Object position labeling entries:
- - -
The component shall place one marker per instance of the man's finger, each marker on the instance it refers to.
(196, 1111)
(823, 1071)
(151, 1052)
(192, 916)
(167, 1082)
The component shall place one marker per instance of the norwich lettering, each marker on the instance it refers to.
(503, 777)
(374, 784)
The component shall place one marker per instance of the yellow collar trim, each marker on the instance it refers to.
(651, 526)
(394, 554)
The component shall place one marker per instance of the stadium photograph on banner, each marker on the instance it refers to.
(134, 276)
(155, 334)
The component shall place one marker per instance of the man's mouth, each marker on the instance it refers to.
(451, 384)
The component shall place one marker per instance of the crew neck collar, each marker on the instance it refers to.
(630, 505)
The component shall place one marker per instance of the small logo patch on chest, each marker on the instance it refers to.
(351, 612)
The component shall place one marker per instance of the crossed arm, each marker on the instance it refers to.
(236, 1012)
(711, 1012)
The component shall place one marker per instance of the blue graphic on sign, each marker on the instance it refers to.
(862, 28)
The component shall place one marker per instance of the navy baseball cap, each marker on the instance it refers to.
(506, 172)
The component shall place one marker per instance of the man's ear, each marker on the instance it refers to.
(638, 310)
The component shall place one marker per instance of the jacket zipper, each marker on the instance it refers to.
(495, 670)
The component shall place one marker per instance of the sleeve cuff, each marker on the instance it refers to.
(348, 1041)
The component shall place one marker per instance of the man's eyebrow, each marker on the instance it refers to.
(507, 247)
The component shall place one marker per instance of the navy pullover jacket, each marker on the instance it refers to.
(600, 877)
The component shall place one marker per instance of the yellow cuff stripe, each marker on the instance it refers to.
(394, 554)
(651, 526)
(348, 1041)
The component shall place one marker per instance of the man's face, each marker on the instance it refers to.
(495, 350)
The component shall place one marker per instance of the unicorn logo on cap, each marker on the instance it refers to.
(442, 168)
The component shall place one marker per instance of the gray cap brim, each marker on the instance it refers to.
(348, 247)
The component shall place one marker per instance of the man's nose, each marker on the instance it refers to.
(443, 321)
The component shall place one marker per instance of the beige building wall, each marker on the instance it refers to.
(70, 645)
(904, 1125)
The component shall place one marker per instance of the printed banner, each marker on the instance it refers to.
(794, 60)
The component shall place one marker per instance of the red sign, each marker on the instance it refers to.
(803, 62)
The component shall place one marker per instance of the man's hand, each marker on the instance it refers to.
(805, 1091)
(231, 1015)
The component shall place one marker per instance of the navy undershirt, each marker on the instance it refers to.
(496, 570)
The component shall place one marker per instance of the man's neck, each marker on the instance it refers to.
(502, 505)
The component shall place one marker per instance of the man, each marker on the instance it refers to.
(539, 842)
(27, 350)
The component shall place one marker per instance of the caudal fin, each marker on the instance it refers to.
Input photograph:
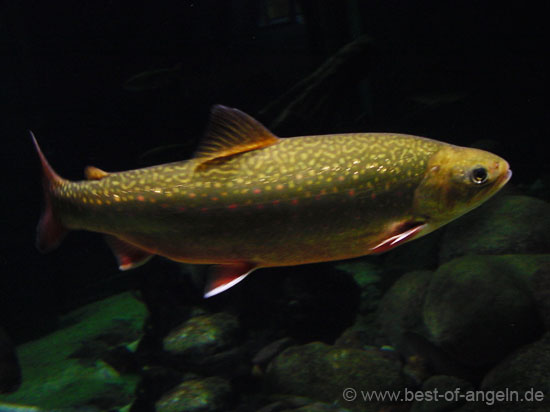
- - -
— Goal —
Recast the listing from the line containing "man's neck, each" through the end of the listing as a numbered list, skipping blank lines. Leave the pictures out of your answer.

— Task result —
1. The component shall place one marker per instance of the man's neck, each marker on the instance it refers to.
2. (502, 505)
3. The component shall place one marker per instance of the man, each marker on the instance it refers to.
4. (539, 842)
5. (27, 350)
6. The component shall place one marker per instance of the caudal fin, each marker on the instance it refers to.
7. Input photograph:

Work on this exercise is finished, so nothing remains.